THE PROBLEM: What is needed is an exact transcription of every record.

SUPPLIED RECORDS:

========================================

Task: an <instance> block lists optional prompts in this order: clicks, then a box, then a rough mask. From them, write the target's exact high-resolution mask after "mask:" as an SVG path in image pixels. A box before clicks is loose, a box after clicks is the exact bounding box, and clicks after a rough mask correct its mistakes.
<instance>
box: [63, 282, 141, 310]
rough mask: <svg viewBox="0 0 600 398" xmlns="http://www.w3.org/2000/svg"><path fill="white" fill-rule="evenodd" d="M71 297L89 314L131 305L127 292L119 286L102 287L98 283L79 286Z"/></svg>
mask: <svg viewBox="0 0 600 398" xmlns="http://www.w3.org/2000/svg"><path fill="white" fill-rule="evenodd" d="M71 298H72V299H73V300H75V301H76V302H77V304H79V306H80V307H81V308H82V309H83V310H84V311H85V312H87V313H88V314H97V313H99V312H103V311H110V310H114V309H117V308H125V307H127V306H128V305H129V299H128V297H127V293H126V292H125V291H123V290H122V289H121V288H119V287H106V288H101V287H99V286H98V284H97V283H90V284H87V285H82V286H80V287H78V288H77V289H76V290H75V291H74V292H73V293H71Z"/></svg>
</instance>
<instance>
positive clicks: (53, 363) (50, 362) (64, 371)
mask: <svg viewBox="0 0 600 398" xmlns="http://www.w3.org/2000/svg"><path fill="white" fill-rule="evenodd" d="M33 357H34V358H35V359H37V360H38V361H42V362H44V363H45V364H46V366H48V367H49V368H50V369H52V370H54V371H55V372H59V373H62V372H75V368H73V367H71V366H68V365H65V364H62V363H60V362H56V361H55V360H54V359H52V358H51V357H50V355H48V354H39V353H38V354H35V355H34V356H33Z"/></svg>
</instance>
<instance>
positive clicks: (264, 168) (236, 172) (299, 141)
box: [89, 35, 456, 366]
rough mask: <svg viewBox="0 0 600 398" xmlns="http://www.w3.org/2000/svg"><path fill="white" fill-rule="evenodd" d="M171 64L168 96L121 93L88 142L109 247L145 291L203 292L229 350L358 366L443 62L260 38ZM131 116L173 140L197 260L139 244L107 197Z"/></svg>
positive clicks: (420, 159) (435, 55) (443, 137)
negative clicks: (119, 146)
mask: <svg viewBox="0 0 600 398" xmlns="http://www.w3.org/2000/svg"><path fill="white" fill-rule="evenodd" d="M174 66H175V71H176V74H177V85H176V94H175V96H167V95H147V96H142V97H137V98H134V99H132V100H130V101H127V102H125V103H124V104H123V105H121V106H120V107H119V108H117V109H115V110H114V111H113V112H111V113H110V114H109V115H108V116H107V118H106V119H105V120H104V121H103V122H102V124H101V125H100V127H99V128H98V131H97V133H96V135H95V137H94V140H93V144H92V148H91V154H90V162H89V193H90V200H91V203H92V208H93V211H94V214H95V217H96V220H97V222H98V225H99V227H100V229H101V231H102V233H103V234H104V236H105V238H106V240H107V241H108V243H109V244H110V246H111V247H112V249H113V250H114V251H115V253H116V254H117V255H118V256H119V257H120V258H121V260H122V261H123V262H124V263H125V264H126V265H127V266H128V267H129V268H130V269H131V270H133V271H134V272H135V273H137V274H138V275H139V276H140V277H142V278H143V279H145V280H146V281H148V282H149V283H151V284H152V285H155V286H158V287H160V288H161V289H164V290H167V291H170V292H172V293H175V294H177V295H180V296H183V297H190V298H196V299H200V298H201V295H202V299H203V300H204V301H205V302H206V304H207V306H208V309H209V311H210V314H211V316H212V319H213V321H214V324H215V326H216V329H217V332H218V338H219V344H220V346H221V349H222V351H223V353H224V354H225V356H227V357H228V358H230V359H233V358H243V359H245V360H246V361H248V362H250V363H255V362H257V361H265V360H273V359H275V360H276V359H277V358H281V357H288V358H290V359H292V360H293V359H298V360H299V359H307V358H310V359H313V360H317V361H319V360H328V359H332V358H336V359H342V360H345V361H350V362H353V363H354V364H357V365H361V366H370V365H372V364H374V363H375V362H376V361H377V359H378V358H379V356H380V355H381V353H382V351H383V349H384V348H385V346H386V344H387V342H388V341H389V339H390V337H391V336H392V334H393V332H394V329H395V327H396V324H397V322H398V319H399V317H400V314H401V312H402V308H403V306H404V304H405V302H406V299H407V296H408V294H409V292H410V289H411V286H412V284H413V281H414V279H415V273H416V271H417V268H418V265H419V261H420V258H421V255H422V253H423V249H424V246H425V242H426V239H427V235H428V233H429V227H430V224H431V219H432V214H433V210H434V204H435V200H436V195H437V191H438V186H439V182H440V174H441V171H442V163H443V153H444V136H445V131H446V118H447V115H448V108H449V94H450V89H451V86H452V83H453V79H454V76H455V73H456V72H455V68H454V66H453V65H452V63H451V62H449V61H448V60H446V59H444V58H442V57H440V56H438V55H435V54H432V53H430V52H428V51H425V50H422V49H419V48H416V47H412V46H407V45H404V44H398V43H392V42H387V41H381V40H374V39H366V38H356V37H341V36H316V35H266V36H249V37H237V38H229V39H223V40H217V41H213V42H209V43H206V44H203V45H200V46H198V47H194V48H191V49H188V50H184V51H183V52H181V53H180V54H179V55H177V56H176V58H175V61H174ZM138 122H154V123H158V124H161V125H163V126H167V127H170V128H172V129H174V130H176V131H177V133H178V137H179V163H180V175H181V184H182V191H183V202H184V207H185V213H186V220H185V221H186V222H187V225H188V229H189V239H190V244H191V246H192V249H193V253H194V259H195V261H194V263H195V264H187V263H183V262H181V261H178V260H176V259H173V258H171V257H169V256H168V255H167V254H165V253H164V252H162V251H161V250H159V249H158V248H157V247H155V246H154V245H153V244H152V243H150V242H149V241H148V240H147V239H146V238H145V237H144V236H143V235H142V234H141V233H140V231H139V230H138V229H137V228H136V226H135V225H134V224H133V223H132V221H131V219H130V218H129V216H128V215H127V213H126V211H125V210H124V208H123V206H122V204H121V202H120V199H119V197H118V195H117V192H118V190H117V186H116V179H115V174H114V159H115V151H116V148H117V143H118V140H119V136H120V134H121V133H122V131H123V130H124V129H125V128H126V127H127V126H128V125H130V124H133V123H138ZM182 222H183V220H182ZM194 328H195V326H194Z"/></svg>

========================================

RESULT OF THIS EXERCISE:
Task: an <instance> block lists optional prompts in this order: clicks, then a box, then a rough mask. From them, write the target's exact high-resolution mask after "mask:" as an SVG path in image pixels. A box before clicks is loose, a box after clicks is the exact bounding box, and clicks after a rough mask correct its mistakes.
<instance>
box: [63, 282, 141, 310]
rough mask: <svg viewBox="0 0 600 398" xmlns="http://www.w3.org/2000/svg"><path fill="white" fill-rule="evenodd" d="M71 297L89 314L131 305L127 292L119 286L102 287L98 283L79 286Z"/></svg>
mask: <svg viewBox="0 0 600 398" xmlns="http://www.w3.org/2000/svg"><path fill="white" fill-rule="evenodd" d="M71 298H72V299H73V300H75V301H76V302H77V304H79V306H80V307H81V308H82V309H83V310H84V311H85V312H87V313H88V314H97V313H99V312H103V311H110V310H114V309H117V308H125V307H127V306H128V305H129V299H128V297H127V293H126V292H125V291H123V290H122V289H121V288H119V287H106V288H101V287H99V286H98V284H97V283H90V284H87V285H82V286H80V287H78V288H77V289H76V290H75V291H74V292H73V293H71Z"/></svg>
</instance>
<instance>
positive clicks: (53, 363) (50, 362) (64, 371)
mask: <svg viewBox="0 0 600 398" xmlns="http://www.w3.org/2000/svg"><path fill="white" fill-rule="evenodd" d="M33 357H34V358H35V359H37V360H38V361H42V362H44V363H45V364H46V366H48V367H49V368H50V369H52V370H54V371H55V372H59V373H62V372H75V368H73V367H71V366H68V365H65V364H62V363H60V362H56V361H55V360H54V359H52V358H51V357H50V355H48V354H39V353H38V354H35V355H34V356H33Z"/></svg>
</instance>
<instance>
positive clicks: (264, 168) (236, 172) (299, 141)
box: [89, 35, 456, 366]
rough mask: <svg viewBox="0 0 600 398" xmlns="http://www.w3.org/2000/svg"><path fill="white" fill-rule="evenodd" d="M171 64L168 96L121 93L88 142L109 247L145 291L203 292L229 350L358 366L443 62L260 38ZM131 116L173 140L197 260L139 244L107 197Z"/></svg>
positive clicks: (420, 159) (435, 55) (443, 137)
negative clicks: (119, 146)
mask: <svg viewBox="0 0 600 398" xmlns="http://www.w3.org/2000/svg"><path fill="white" fill-rule="evenodd" d="M174 66H175V71H176V74H177V85H176V94H175V96H167V95H147V96H142V97H137V98H134V99H132V100H130V101H127V102H125V103H124V104H123V105H121V106H120V107H119V108H117V109H115V110H114V111H113V112H111V113H110V114H109V115H108V116H107V118H106V119H105V120H104V121H103V122H102V124H101V125H100V127H99V128H98V131H97V133H96V135H95V137H94V140H93V144H92V148H91V154H90V162H89V193H90V200H91V203H92V208H93V211H94V214H95V217H96V220H97V222H98V225H99V227H100V229H101V231H102V233H103V234H104V236H105V238H106V240H107V241H108V243H109V244H110V246H111V247H112V249H113V250H114V251H115V253H116V254H117V255H118V256H119V257H120V258H121V260H122V261H123V262H124V263H125V264H126V265H127V266H128V267H129V268H130V269H131V270H133V271H134V272H135V273H137V274H138V275H139V276H140V277H142V278H143V279H145V280H146V281H148V282H149V283H151V284H152V285H155V286H158V287H160V288H161V289H164V290H167V291H170V292H172V293H175V294H177V295H180V296H183V297H190V298H196V299H200V298H201V295H202V299H203V300H204V301H205V302H206V304H207V306H208V309H209V311H210V314H211V316H212V319H213V321H214V324H215V326H216V329H217V332H218V338H219V344H220V346H221V349H222V351H223V353H224V354H225V356H227V357H228V358H230V359H233V358H243V359H245V360H246V361H248V362H250V363H255V362H257V361H265V360H273V359H275V360H276V359H277V358H281V357H288V358H290V359H292V360H293V359H298V360H299V359H307V358H310V359H313V360H317V361H319V360H328V359H332V358H336V359H342V360H345V361H350V362H353V363H354V364H357V365H361V366H370V365H372V364H374V363H375V362H376V361H377V359H378V358H379V356H380V355H381V353H382V351H383V349H384V348H385V346H386V344H387V342H388V341H389V339H390V337H391V336H392V334H393V332H394V329H395V327H396V324H397V322H398V319H399V317H400V314H401V312H402V308H403V306H404V304H405V302H406V299H407V296H408V294H409V292H410V289H411V286H412V284H413V281H414V279H415V273H416V271H417V268H418V265H419V261H420V258H421V255H422V253H423V249H424V246H425V242H426V239H427V235H428V233H429V227H430V224H431V219H432V214H433V210H434V204H435V200H436V195H437V191H438V186H439V182H440V174H441V171H442V163H443V153H444V136H445V131H446V118H447V115H448V108H449V94H450V89H451V86H452V83H453V79H454V76H455V73H456V72H455V68H454V66H453V65H452V63H451V62H449V61H448V60H446V59H444V58H442V57H440V56H438V55H435V54H432V53H430V52H428V51H425V50H422V49H419V48H416V47H412V46H407V45H404V44H398V43H392V42H387V41H381V40H374V39H366V38H356V37H341V36H316V35H266V36H249V37H237V38H229V39H223V40H217V41H213V42H209V43H206V44H203V45H200V46H198V47H194V48H191V49H188V50H184V51H183V52H181V53H180V54H179V55H177V56H176V58H175V61H174ZM138 122H154V123H158V124H161V125H163V126H167V127H170V128H172V129H174V130H176V131H177V133H178V137H179V163H180V175H181V184H182V191H183V202H184V207H185V213H186V220H185V221H186V222H187V225H188V229H189V239H190V244H191V246H192V249H193V253H194V259H195V261H194V263H195V264H187V263H183V262H181V261H178V260H176V259H173V258H171V257H169V256H168V255H167V254H165V253H164V252H162V251H161V250H159V249H158V248H157V247H155V246H154V245H153V244H152V243H150V242H149V241H148V240H147V239H146V238H145V237H144V236H143V235H142V234H141V233H140V231H139V230H138V229H137V228H136V226H135V225H134V224H133V223H132V221H131V219H130V218H129V216H128V215H127V213H126V211H125V210H124V208H123V206H122V204H121V202H120V199H119V197H118V195H117V192H118V190H117V186H116V179H115V174H114V159H115V151H116V148H117V143H118V140H119V136H120V134H121V133H122V131H123V130H124V129H125V128H126V127H127V126H128V125H130V124H133V123H138ZM182 222H183V220H182ZM194 328H195V326H194Z"/></svg>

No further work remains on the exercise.